▶ **Supplied records**
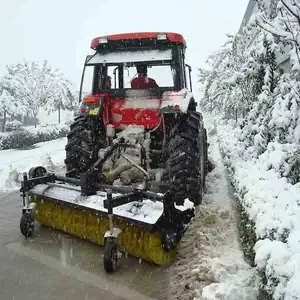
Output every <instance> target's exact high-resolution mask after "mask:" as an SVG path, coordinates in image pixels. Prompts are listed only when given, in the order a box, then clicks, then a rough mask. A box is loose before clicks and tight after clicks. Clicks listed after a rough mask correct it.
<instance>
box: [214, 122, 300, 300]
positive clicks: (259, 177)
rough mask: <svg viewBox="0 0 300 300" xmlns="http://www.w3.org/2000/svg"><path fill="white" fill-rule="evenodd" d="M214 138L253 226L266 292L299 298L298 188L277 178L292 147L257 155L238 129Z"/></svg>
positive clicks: (231, 125)
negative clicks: (223, 157) (232, 176)
mask: <svg viewBox="0 0 300 300" xmlns="http://www.w3.org/2000/svg"><path fill="white" fill-rule="evenodd" d="M218 133H219V141H220V146H221V149H222V151H223V153H224V155H225V161H227V165H228V166H229V167H232V171H233V177H232V180H233V183H234V185H235V188H236V190H237V192H238V193H239V194H241V195H243V197H242V199H241V201H242V206H243V208H244V209H245V211H246V212H247V214H248V216H249V218H250V220H251V221H253V222H254V224H255V228H253V229H254V230H255V234H256V239H257V241H256V244H255V246H254V250H255V252H256V255H255V263H256V264H257V267H258V268H259V269H261V270H262V271H264V272H265V276H266V278H267V281H268V282H267V288H268V289H269V290H270V291H271V294H273V297H274V299H286V300H288V299H299V298H300V286H299V282H300V272H299V270H300V255H299V250H300V206H299V205H300V183H297V184H292V183H290V182H289V181H288V179H287V178H285V177H282V175H283V174H285V172H286V170H287V169H288V167H289V164H288V162H287V161H286V158H287V157H289V153H293V151H294V149H295V148H297V145H296V144H286V145H285V144H280V143H278V142H272V143H269V144H268V146H267V150H266V151H265V152H264V153H262V154H260V155H257V153H256V152H255V151H253V149H250V148H247V147H246V144H245V143H243V142H241V141H240V140H239V137H241V135H242V130H241V129H240V128H238V127H235V128H233V127H232V124H225V123H223V124H221V125H219V126H218Z"/></svg>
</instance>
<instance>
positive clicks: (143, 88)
mask: <svg viewBox="0 0 300 300" xmlns="http://www.w3.org/2000/svg"><path fill="white" fill-rule="evenodd" d="M136 70H137V74H138V76H137V77H136V78H134V79H133V80H132V81H131V88H132V89H151V88H156V87H158V85H157V83H156V81H155V80H154V79H152V78H150V77H148V76H147V73H148V68H147V65H144V64H139V65H137V67H136Z"/></svg>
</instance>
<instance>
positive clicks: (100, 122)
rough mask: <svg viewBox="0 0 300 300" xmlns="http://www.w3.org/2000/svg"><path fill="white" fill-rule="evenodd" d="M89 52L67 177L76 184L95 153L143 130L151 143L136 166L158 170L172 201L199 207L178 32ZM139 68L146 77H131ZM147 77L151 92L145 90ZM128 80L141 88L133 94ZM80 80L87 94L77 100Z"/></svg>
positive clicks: (102, 43)
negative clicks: (172, 195) (138, 78)
mask: <svg viewBox="0 0 300 300" xmlns="http://www.w3.org/2000/svg"><path fill="white" fill-rule="evenodd" d="M91 48H92V49H93V50H95V53H94V54H93V55H89V56H87V58H86V61H85V65H84V71H83V75H82V82H81V88H80V98H81V99H82V103H81V106H80V116H78V117H77V118H76V119H75V122H74V123H73V124H72V125H71V131H70V133H69V135H68V144H67V146H66V154H67V158H66V160H65V163H66V167H67V176H69V177H79V176H80V174H81V173H84V172H86V171H87V170H88V169H90V167H91V166H92V165H93V164H94V163H95V162H96V161H97V160H98V159H99V151H101V149H105V148H107V147H109V146H111V145H112V143H113V142H112V141H113V139H114V138H115V137H116V136H117V135H118V133H119V132H121V131H123V130H124V129H125V128H127V131H130V128H132V130H133V131H134V127H142V128H143V132H144V134H145V135H146V134H148V135H149V139H150V144H149V146H148V149H145V152H147V153H144V155H145V157H144V158H142V157H141V163H140V164H141V165H142V166H143V167H145V170H147V172H150V170H155V172H156V174H157V170H158V169H159V170H160V172H161V176H159V177H160V179H161V183H168V184H170V182H172V183H173V187H174V188H176V194H177V197H178V198H180V197H186V196H187V197H189V199H190V200H191V201H193V202H194V203H195V204H199V203H200V202H201V199H202V192H203V187H204V179H205V175H206V172H207V166H208V160H207V141H206V131H205V129H204V127H203V121H202V116H201V114H200V113H199V112H197V111H196V106H197V103H196V101H195V99H194V97H193V95H192V93H191V90H192V83H191V68H190V66H188V65H186V64H185V50H186V42H185V40H184V38H183V37H182V36H181V35H180V34H177V33H158V32H143V33H128V34H117V35H109V36H103V37H98V38H95V39H93V40H92V42H91ZM140 69H145V70H146V72H145V71H144V72H143V74H136V73H137V71H139V70H140ZM136 70H137V71H136ZM187 70H188V72H189V73H188V75H189V76H187ZM147 71H148V72H147ZM150 74H151V75H152V74H153V75H152V77H155V81H156V82H157V86H156V87H150V88H149V87H147V80H149V77H150ZM135 75H137V76H138V78H139V79H140V80H141V81H143V80H144V81H146V84H145V88H143V87H138V88H132V79H133V77H135ZM86 76H89V77H88V79H87V82H88V83H92V85H91V86H90V88H91V90H90V91H89V92H91V93H90V94H88V95H86V96H84V97H83V96H82V94H83V92H87V91H86V86H85V83H86V81H85V77H86ZM188 78H189V84H190V91H189V90H188ZM150 80H151V79H150ZM128 127H129V129H128ZM141 156H142V155H141ZM100 173H101V172H100ZM127 173H128V172H127ZM118 175H120V174H118ZM101 176H103V173H101ZM133 176H135V175H133ZM107 179H108V178H107ZM113 179H116V178H113ZM101 180H103V178H101ZM126 181H131V180H130V178H126ZM132 181H135V180H132Z"/></svg>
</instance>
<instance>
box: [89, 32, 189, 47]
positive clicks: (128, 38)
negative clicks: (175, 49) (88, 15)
mask: <svg viewBox="0 0 300 300" xmlns="http://www.w3.org/2000/svg"><path fill="white" fill-rule="evenodd" d="M162 33H163V34H166V35H167V39H168V40H169V41H170V42H172V43H179V44H183V45H184V46H185V47H186V41H185V39H184V38H183V36H182V35H181V34H179V33H174V32H133V33H120V34H111V35H107V36H102V37H106V38H107V40H108V41H119V40H132V39H156V37H157V35H158V34H162ZM99 38H100V37H96V38H94V39H93V40H92V42H91V48H92V49H96V48H97V46H98V45H99Z"/></svg>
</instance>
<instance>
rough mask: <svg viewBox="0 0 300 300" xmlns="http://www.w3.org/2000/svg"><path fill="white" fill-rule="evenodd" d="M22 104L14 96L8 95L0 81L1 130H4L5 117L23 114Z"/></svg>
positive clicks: (22, 107)
mask: <svg viewBox="0 0 300 300" xmlns="http://www.w3.org/2000/svg"><path fill="white" fill-rule="evenodd" d="M25 111H26V110H24V106H23V105H22V104H20V103H18V102H17V101H16V99H15V98H14V97H12V96H11V95H10V93H9V92H7V91H6V90H5V89H3V88H2V87H1V82H0V116H1V119H2V124H1V125H2V126H1V131H2V132H4V130H5V125H6V122H7V117H8V116H11V117H14V116H17V115H24V112H25Z"/></svg>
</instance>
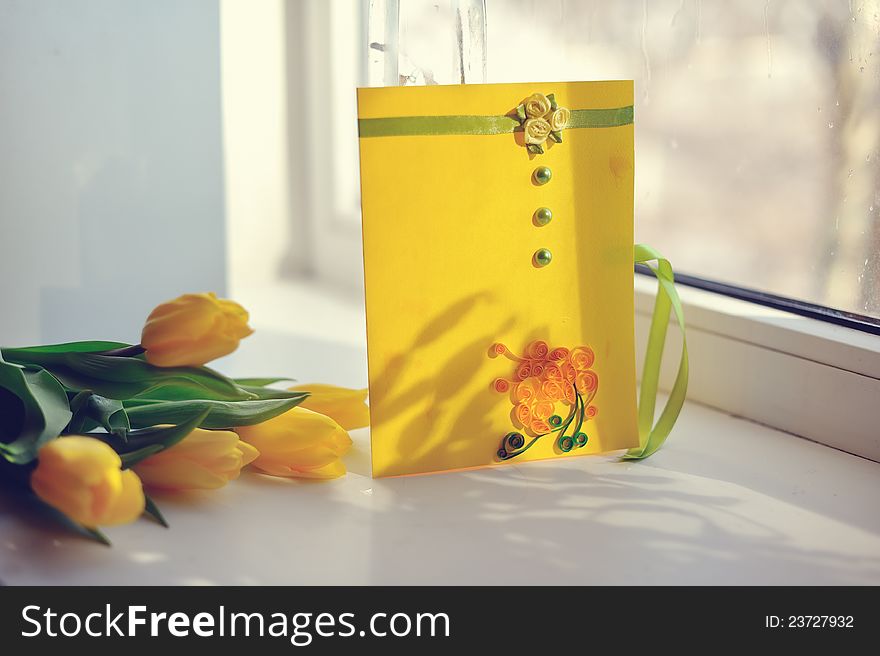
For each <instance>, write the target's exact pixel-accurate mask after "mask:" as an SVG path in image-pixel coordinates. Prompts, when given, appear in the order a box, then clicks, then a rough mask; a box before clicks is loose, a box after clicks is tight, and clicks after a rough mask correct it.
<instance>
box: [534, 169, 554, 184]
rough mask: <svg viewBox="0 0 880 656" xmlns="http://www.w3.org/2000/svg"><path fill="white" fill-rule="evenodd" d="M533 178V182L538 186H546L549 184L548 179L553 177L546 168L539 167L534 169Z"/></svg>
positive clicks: (551, 173) (549, 171) (552, 173)
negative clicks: (533, 180)
mask: <svg viewBox="0 0 880 656" xmlns="http://www.w3.org/2000/svg"><path fill="white" fill-rule="evenodd" d="M534 176H535V182H537V183H538V184H547V183H548V182H550V178H552V177H553V171H551V170H550V169H549V168H548V167H546V166H539V167H538V168H536V169H535V173H534Z"/></svg>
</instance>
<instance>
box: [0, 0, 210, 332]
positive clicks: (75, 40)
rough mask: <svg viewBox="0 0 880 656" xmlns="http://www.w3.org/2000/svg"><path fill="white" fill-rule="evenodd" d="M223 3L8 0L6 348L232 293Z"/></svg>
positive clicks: (3, 110)
mask: <svg viewBox="0 0 880 656" xmlns="http://www.w3.org/2000/svg"><path fill="white" fill-rule="evenodd" d="M223 194H224V192H223V169H222V140H221V92H220V30H219V8H218V3H217V2H216V1H215V0H187V1H185V2H184V1H180V0H150V1H149V2H147V1H143V0H78V1H76V2H69V1H64V0H27V1H24V0H21V1H14V0H0V344H3V345H18V344H25V343H33V342H38V341H45V342H51V341H66V340H72V339H83V338H90V337H91V338H97V337H102V338H113V339H122V340H125V341H137V339H138V338H139V336H140V332H139V331H140V327H141V324H142V321H143V318H144V316H145V314H146V313H147V312H149V310H150V308H151V307H152V306H153V305H155V304H156V303H158V302H160V301H162V300H164V299H166V298H169V297H172V296H175V295H177V294H179V293H182V292H185V291H207V290H214V291H217V292H219V293H223V292H224V291H225V236H224V195H223Z"/></svg>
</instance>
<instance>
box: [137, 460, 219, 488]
mask: <svg viewBox="0 0 880 656" xmlns="http://www.w3.org/2000/svg"><path fill="white" fill-rule="evenodd" d="M151 460H153V459H152V458H147V459H146V460H144V461H143V462H142V463H141V464H139V465H137V466H135V468H134V470H135V471H136V472H137V474H138V476H140V478H141V480H142V481H143V483H144V485H146V486H147V487H148V488H156V489H161V490H216V489H217V488H221V487H223V486H224V485H226V484H227V483H228V482H229V479H228V478H227V477H226V476H223V475H221V474H219V473H216V472H213V471H211V470H210V469H208V468H207V467H204V466H202V465H200V464H199V463H197V462H193V461H192V460H170V459H167V460H165V461H163V462H159V463H152V464H151V462H150V461H151Z"/></svg>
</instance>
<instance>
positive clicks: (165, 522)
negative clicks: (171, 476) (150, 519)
mask: <svg viewBox="0 0 880 656" xmlns="http://www.w3.org/2000/svg"><path fill="white" fill-rule="evenodd" d="M144 500H145V501H146V505H145V506H144V512H146V513H147V514H148V515H150V516H151V517H152V518H153V519H155V520H156V521H157V522H159V523H160V524H161V525H162V526H164V527H165V528H169V526H168V522H167V521H166V520H165V516H164V515H162V511H160V510H159V506H157V505H156V502H155V501H153V500H152V499H151V498H150V496H149V495H148V494H145V495H144Z"/></svg>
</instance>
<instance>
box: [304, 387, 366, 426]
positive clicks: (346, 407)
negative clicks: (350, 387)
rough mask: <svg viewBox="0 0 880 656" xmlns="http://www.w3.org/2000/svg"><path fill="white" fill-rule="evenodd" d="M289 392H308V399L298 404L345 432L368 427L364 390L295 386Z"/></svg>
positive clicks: (344, 387) (364, 393) (365, 391)
mask: <svg viewBox="0 0 880 656" xmlns="http://www.w3.org/2000/svg"><path fill="white" fill-rule="evenodd" d="M288 389H289V390H290V391H291V392H310V393H311V394H310V395H309V397H308V398H307V399H306V400H305V401H303V402H302V403H300V404H299V407H300V408H306V409H307V410H312V411H313V412H319V413H321V414H322V415H327V416H328V417H330V418H331V419H333V421H335V422H336V423H337V424H339V425H340V426H342V428H344V429H345V430H354V429H355V428H363V427H364V426H369V425H370V409H369V408H368V407H367V404H366V400H367V390H366V389H357V390H354V389H348V388H346V387H336V386H335V385H321V384H317V383H311V384H309V385H295V386H293V387H290V388H288Z"/></svg>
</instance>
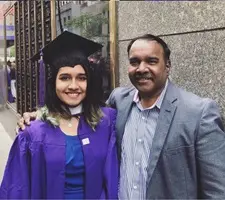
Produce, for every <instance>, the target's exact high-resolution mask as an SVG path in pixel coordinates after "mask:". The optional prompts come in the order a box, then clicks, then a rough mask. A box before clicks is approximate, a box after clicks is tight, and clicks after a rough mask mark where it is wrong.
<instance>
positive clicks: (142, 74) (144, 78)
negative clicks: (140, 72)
mask: <svg viewBox="0 0 225 200" xmlns="http://www.w3.org/2000/svg"><path fill="white" fill-rule="evenodd" d="M134 77H135V79H151V78H152V75H151V74H150V73H145V74H135V76H134Z"/></svg>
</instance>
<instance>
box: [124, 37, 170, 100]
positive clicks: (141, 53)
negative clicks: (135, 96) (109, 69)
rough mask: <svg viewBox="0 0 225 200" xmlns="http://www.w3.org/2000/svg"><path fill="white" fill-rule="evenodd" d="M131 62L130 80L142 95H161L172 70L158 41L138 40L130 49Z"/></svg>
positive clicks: (128, 73) (130, 57) (129, 60)
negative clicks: (166, 64)
mask: <svg viewBox="0 0 225 200" xmlns="http://www.w3.org/2000/svg"><path fill="white" fill-rule="evenodd" d="M129 62H130V65H129V67H128V74H129V78H130V81H131V83H132V84H133V85H134V86H135V87H136V88H137V89H138V91H139V93H140V95H144V96H149V97H152V96H156V95H159V94H160V93H161V91H162V89H163V87H164V85H165V83H166V79H167V77H168V74H169V70H170V67H167V66H166V63H165V59H164V52H163V48H162V46H161V45H160V44H159V43H158V42H156V41H148V40H136V41H135V42H134V43H133V44H132V46H131V48H130V52H129Z"/></svg>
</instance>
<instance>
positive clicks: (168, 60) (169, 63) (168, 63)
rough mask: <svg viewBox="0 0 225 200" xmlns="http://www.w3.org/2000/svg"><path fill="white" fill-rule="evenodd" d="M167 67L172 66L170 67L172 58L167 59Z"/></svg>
mask: <svg viewBox="0 0 225 200" xmlns="http://www.w3.org/2000/svg"><path fill="white" fill-rule="evenodd" d="M166 67H167V68H170V67H171V62H170V60H167V62H166Z"/></svg>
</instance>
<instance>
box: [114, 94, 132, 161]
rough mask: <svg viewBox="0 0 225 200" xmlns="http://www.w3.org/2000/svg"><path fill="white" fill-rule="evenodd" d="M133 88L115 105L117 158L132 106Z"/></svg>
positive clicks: (118, 153)
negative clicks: (116, 108)
mask: <svg viewBox="0 0 225 200" xmlns="http://www.w3.org/2000/svg"><path fill="white" fill-rule="evenodd" d="M134 93H135V90H132V91H131V92H130V93H129V94H128V95H127V96H126V97H124V98H123V100H122V101H121V105H120V106H118V107H117V110H118V112H117V119H116V130H117V148H118V156H119V159H120V157H121V145H122V139H123V134H124V130H125V125H126V122H127V118H128V116H129V113H130V111H131V108H132V103H133V98H134Z"/></svg>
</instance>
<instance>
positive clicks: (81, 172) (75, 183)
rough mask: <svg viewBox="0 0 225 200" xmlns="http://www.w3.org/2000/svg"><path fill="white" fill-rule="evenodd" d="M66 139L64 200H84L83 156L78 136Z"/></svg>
mask: <svg viewBox="0 0 225 200" xmlns="http://www.w3.org/2000/svg"><path fill="white" fill-rule="evenodd" d="M65 137H66V170H65V189H64V196H65V199H84V174H85V168H84V156H83V150H82V146H81V143H80V140H79V138H78V136H70V135H65Z"/></svg>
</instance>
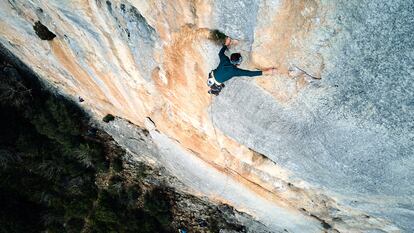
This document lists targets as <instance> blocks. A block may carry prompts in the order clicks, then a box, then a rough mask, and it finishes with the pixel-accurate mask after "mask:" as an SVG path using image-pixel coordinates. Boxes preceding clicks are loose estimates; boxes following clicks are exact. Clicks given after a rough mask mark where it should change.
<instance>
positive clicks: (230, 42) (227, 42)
mask: <svg viewBox="0 0 414 233" xmlns="http://www.w3.org/2000/svg"><path fill="white" fill-rule="evenodd" d="M230 44H231V38H230V37H226V42H225V43H224V45H226V46H227V47H228V46H230Z"/></svg>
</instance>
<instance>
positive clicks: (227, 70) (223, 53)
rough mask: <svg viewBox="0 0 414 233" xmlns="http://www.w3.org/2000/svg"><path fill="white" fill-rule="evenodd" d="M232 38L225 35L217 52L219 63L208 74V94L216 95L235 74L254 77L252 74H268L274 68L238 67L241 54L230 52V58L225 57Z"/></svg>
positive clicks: (240, 56)
mask: <svg viewBox="0 0 414 233" xmlns="http://www.w3.org/2000/svg"><path fill="white" fill-rule="evenodd" d="M231 42H232V40H231V39H230V38H229V37H227V38H226V42H225V44H224V45H223V48H221V50H220V52H219V57H220V64H219V65H218V67H217V68H216V69H214V70H213V71H212V72H211V73H210V74H209V80H208V85H209V86H210V88H211V89H210V90H209V92H208V93H209V94H213V95H218V94H219V93H220V91H221V89H222V88H223V87H224V84H223V83H224V82H225V81H228V80H230V79H231V78H233V77H236V76H248V77H254V76H260V75H263V74H265V75H268V74H273V72H274V70H275V69H274V68H269V69H265V70H263V71H262V70H257V71H251V70H243V69H240V68H238V67H237V66H239V65H240V64H241V62H242V61H243V58H242V56H241V55H240V53H233V54H231V56H230V58H229V57H227V56H226V55H225V54H224V52H225V51H226V50H227V49H228V46H229V45H230V44H231Z"/></svg>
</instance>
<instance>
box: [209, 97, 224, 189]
mask: <svg viewBox="0 0 414 233" xmlns="http://www.w3.org/2000/svg"><path fill="white" fill-rule="evenodd" d="M210 116H211V124H212V126H213V130H214V135H215V139H216V140H215V141H216V144H217V146H218V147H219V148H220V152H223V150H225V148H223V147H222V146H221V145H220V144H219V142H218V137H217V132H216V127H215V126H214V116H213V96H212V95H210ZM226 151H227V150H226ZM227 153H228V152H227ZM224 171H228V164H227V159H226V158H224ZM228 182H229V177H228V176H226V182H225V183H224V185H223V189H222V190H221V191H220V192H219V193H218V195H219V196H223V193H224V191H226V188H227V186H228Z"/></svg>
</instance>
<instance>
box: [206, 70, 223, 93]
mask: <svg viewBox="0 0 414 233" xmlns="http://www.w3.org/2000/svg"><path fill="white" fill-rule="evenodd" d="M207 86H209V87H210V90H209V91H208V93H209V94H210V95H215V96H218V94H219V93H220V92H221V90H222V89H223V88H224V87H225V85H224V84H223V83H220V82H218V81H217V80H216V78H215V77H214V72H213V70H212V71H210V73H209V74H208V78H207Z"/></svg>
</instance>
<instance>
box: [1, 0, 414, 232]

▶ **Activity**
Output the data above exactly, beginning at its first line and ending with the line that holds "positive clicks: (231, 125)". Leave out the pictures and add nothing.

▶ **Result below**
Output every <instance> target's exact high-resolution mask after "mask:" as an SVG path, coordinates in image pixels. Prompts are listed only when given, in the order a box, then clicks, then a rough mask. A box is loose before clicks and tight after clicks. Clicks listed after a rough mask correct it.
<instance>
box: [214, 122, 300, 300]
positive clicks: (259, 177)
rough mask: <svg viewBox="0 0 300 300" xmlns="http://www.w3.org/2000/svg"><path fill="white" fill-rule="evenodd" d="M214 138L253 226L266 292L299 298L298 188L277 178L292 147L257 155L238 129Z"/></svg>
positive clicks: (231, 125)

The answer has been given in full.